Consigne A -
Recopiez intégralement le texte sur Bradford English, sans rien y changer.

Texte fourni -
Bradford English est un acteur américain né le 16 janvier 1942 à South Orange, dans le New Jersey (USA), et décédé le 25 octobre 2024 en Californie. Pour les inconditionnels de la saga, il restera éternellement le père violent de Kara dans Halloween 6 : the curse of Michael Myers. Ce personnage, vil et pathétique, pourrait être considéré comme « l’autre bourreau » du film, méchant par excellence mais sans victime, si on exclut les violences psychiques et parfois physiques exercées sur sa famille, particulièrement les femmes vivant sous son toit.

Si beaucoup de personnages de la saga ont illustré autant que possible les différentes classes de la société américaine, John Strode est, dans Halloween 6, le premier à incarner un véritable bad guy, ouvertement détestable, sans aucune trace de la moindre subtilité quant à l’issue qu’il connaîtra lorsque Michael Myers se chargera de lui. Dès le premier plan qui lui est consacré dans le film, il sort une tirade devenue culte : « Enough of the Michael Myers bullshit ! » (doublé en français par le non moins efficace : « Ras-le-bol de ce Michael Myers et de toute cette connerie ! » ) avant de menacer de sa hache les quelques garnements qui lui ont joué un mauvais tour. Figure extrême et limite abusive du patriarcat, John Strode règne en maître absolu dans son vétuste foyer et sur sa fragile famille. Frère de Morgan Strode (le père adoptif de Laurie Strode, qu’on aperçoit quelques secondes dans le premier film), John est également agent immobilier chez Strode Realty, et a fait récemment l’acquisition de la maison des Myers (car invendable sur le marché) et y a collé sa famille sans leur révéler l’histoire de la demeure, ni celle de ses sinistres occupants. Passablement alcoolique, John voue une colère acharnée contre sa fille Kara, qu’il accuse de profiter du domicile familial, et du fils de cette dernière qu’il qualifie de « bâtard » . Dans deux séquences visibles dans la version producer’s cut du film, on voit son épouse Debra tenter de le ramener à la raison concernant Kara, et celui-ci répond simplement qu’elle n’est dorénavant plus sa fille. Plus tard, après une dispute téléphonique avec Debra, John sort d’un tiroir une photo de Kara et s’adresse à elle en l’accusant d’être responsable du carnage familial actuel. Ses actes malveillants et outranciers se terminent dans la cave de sa maison, lorsqu’il croise la route de Michael Myers dans une scène sombre et oppressante.

[Données collectées]
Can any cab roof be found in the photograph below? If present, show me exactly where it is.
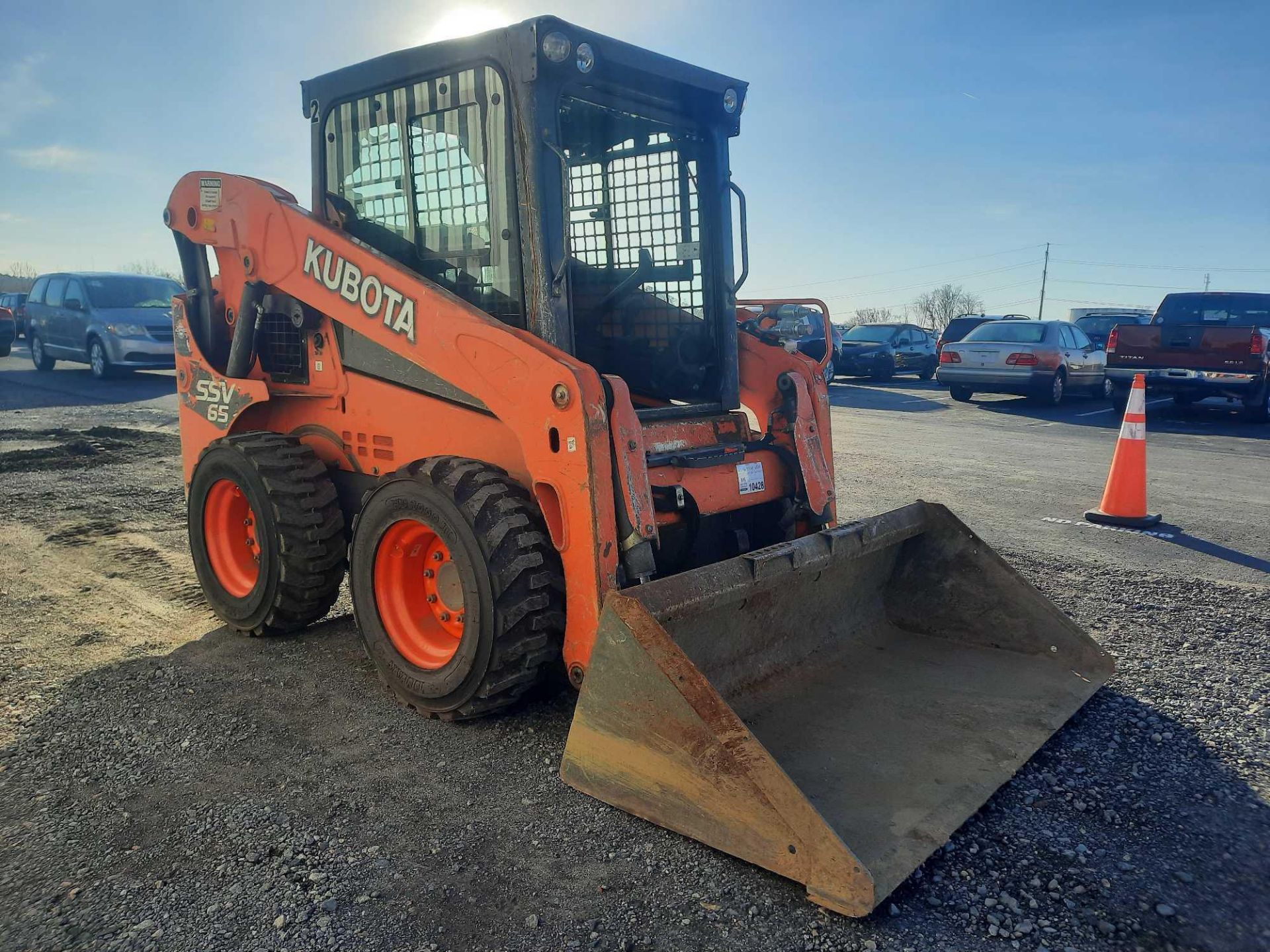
[300,17,748,136]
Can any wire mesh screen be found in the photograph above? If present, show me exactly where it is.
[345,122,410,235]
[569,134,705,345]
[325,66,525,326]
[255,312,309,383]
[565,123,714,400]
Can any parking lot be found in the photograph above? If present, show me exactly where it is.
[0,345,1270,952]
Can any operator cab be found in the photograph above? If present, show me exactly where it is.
[302,17,745,418]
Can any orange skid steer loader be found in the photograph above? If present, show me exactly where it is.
[164,18,1111,915]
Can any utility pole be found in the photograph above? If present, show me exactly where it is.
[1037,241,1049,321]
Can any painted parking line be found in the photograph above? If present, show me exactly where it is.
[1040,516,1176,538]
[1076,397,1171,416]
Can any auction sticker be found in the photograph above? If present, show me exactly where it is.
[737,463,767,495]
[198,179,221,212]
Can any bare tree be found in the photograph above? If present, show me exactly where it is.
[119,258,182,283]
[913,284,983,330]
[851,307,899,324]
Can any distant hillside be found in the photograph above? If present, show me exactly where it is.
[0,272,36,294]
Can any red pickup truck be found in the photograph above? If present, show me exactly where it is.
[1106,291,1270,422]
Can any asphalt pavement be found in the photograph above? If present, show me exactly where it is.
[0,337,1270,952]
[829,377,1270,585]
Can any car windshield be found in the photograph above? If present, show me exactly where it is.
[842,324,896,344]
[84,274,184,309]
[1154,294,1270,327]
[961,321,1045,344]
[1076,315,1138,339]
[944,317,984,341]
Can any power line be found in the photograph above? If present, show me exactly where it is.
[818,259,1040,301]
[1052,258,1270,274]
[1054,278,1195,291]
[1050,297,1146,307]
[853,278,1035,311]
[771,245,1040,291]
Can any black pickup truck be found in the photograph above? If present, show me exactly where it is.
[1106,291,1270,422]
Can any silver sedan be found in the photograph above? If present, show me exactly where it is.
[936,320,1106,406]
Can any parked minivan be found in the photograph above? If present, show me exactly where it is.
[25,272,183,379]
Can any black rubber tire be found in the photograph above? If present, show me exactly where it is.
[26,334,57,371]
[1244,379,1270,422]
[868,357,896,379]
[85,338,114,379]
[188,432,348,635]
[1029,370,1067,406]
[349,456,564,720]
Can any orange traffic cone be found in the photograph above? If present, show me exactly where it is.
[1085,373,1160,530]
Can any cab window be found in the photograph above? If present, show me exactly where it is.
[325,66,525,327]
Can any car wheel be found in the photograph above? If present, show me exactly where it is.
[29,337,57,371]
[1244,379,1270,422]
[1031,371,1067,406]
[870,357,896,379]
[87,338,110,379]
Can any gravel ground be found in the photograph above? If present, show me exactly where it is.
[0,424,1270,952]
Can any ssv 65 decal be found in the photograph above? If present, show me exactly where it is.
[304,239,414,344]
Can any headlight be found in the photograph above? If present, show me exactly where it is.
[542,30,573,62]
[105,324,150,338]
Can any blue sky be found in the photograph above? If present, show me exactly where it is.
[0,0,1270,319]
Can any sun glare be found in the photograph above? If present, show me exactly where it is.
[423,4,512,43]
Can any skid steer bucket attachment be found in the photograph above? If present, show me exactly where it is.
[562,502,1114,915]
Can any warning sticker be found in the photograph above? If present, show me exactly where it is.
[737,463,767,495]
[198,179,221,212]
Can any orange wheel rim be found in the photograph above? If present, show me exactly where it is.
[374,519,464,670]
[203,480,261,598]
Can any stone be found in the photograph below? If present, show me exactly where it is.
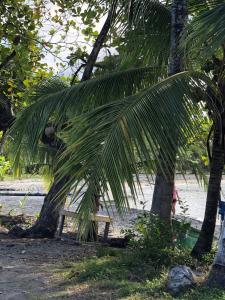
[167,265,197,296]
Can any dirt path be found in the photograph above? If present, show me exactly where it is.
[0,227,95,300]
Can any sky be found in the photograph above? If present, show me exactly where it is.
[39,4,106,76]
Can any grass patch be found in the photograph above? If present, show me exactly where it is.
[55,247,225,300]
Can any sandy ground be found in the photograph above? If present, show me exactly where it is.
[0,177,222,300]
[0,175,225,236]
[0,227,95,300]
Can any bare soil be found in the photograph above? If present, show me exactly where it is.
[0,226,95,300]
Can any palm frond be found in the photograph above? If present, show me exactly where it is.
[9,67,162,171]
[182,1,225,60]
[58,72,220,223]
[119,0,171,69]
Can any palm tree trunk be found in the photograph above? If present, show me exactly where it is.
[206,221,225,290]
[9,5,115,238]
[151,0,187,222]
[191,125,224,258]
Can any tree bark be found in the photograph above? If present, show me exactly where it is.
[11,6,115,238]
[191,125,224,258]
[206,221,225,290]
[81,5,115,81]
[151,0,187,223]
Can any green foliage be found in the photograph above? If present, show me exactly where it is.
[60,246,218,300]
[0,155,11,180]
[124,212,191,266]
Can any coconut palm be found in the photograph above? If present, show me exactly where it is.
[8,1,171,236]
[8,1,221,241]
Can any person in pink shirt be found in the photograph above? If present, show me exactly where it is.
[171,185,179,217]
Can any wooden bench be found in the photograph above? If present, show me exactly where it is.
[56,209,112,242]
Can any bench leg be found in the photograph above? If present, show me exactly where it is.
[104,222,110,242]
[57,215,65,237]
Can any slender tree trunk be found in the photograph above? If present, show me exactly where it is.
[151,0,187,222]
[192,125,224,258]
[206,221,225,290]
[11,6,115,238]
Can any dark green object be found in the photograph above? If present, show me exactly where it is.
[177,228,199,249]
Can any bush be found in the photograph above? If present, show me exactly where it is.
[124,212,192,266]
[0,155,10,180]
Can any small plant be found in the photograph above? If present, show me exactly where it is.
[0,155,10,180]
[123,212,193,266]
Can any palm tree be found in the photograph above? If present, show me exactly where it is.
[182,1,225,257]
[8,0,118,237]
[151,0,188,223]
[8,1,221,244]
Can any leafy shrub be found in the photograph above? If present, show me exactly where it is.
[124,212,192,266]
[0,155,10,180]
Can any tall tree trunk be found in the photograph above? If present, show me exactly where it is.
[11,5,115,238]
[151,0,187,222]
[192,125,224,258]
[206,221,225,290]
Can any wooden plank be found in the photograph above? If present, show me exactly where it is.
[60,209,112,223]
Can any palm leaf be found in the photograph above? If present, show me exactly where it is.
[9,67,158,170]
[58,72,219,225]
[182,1,225,60]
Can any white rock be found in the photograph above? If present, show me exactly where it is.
[167,265,196,295]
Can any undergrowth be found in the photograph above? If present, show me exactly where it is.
[55,212,221,300]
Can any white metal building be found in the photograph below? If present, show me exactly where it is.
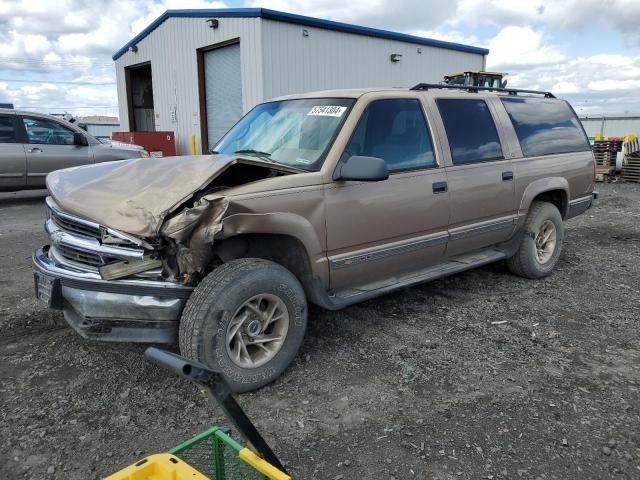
[76,115,120,139]
[113,8,489,154]
[580,115,640,140]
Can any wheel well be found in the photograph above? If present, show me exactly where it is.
[214,233,316,298]
[532,189,568,218]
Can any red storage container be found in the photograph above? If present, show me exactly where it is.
[111,132,176,157]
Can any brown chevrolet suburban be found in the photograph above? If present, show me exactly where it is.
[33,84,594,392]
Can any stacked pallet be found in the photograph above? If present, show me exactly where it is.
[622,138,640,182]
[593,139,622,182]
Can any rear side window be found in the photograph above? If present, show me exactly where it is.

Consigne B -
Dans les rangées de données collectées, réécrivez sous forme de liste JSON de chaînes celles qui vont de la rangée contenant « Can any dirt » jusqu'à la rangée contenant « [55,247,225,300] » incluse. Mettez une chaîne par rangée et omettez les rangées vides.

Réponse rédigée A -
Bradford English est un acteur américain né le 16 janvier 1942 à South Orange, dans le New Jersey (USA), et décédé le 25 octobre 2024 en Californie. Pour les inconditionnels de la saga, il restera éternellement le père violent de Kara dans Halloween 6 : the curse of Michael Myers. Ce personnage, vil et pathétique, pourrait être considéré comme « l’autre bourreau » du film, méchant par excellence mais sans victime, si on exclut les violences psychiques et parfois physiques exercées sur sa famille, particulièrement les femmes vivant sous son toit.

Si beaucoup de personnages de la saga ont illustré autant que possible les différentes classes de la société américaine, John Strode est, dans Halloween 6, le premier à incarner un véritable bad guy, ouvertement détestable, sans aucune trace de la moindre subtilité quant à l’issue qu’il connaîtra lorsque Michael Myers se chargera de lui. Dès le premier plan qui lui est consacré dans le film, il sort une tirade devenue culte : « Enough of the Michael Myers bullshit ! » (doublé en français par le non moins efficace : « Ras-le-bol de ce Michael Myers et de toute cette connerie ! » ) avant de menacer de sa hache les quelques garnements qui lui ont joué un mauvais tour. Figure extrême et limite abusive du patriarcat, John Strode règne en maître absolu dans son vétuste foyer et sur sa fragile famille. Frère de Morgan Strode (le père adoptif de Laurie Strode, qu’on aperçoit quelques secondes dans le premier film), John est également agent immobilier chez Strode Realty, et a fait récemment l’acquisition de la maison des Myers (car invendable sur le marché) et y a collé sa famille sans leur révéler l’histoire de la demeure, ni celle de ses sinistres occupants. Passablement alcoolique, John voue une colère acharnée contre sa fille Kara, qu’il accuse de profiter du domicile familial, et du fils de cette dernière qu’il qualifie de « bâtard » . Dans deux séquences visibles dans la version producer’s cut du film, on voit son épouse Debra tenter de le ramener à la raison concernant Kara, et celui-ci répond simplement qu’elle n’est dorénavant plus sa fille. Plus tard, après une dispute téléphonique avec Debra, John sort d’un tiroir une photo de Kara et s’adresse à elle en l’accusant d’être responsable du carnage familial actuel. Ses actes malveillants et outranciers se terminent dans la cave de sa maison, lorsqu’il croise la route de Michael Myers dans une scène sombre et oppressante.

Réponse rédigée B -
[
  "Can any dirt path be found in the photograph above? If present, show me exactly where it is.",
  "[0,227,95,300]",
  "Can any sky be found in the photograph above? If present, show me exactly where it is.",
  "[39,4,106,76]",
  "Can any grass patch be found in the photograph above? If present, show me exactly where it is.",
  "[55,247,225,300]"
]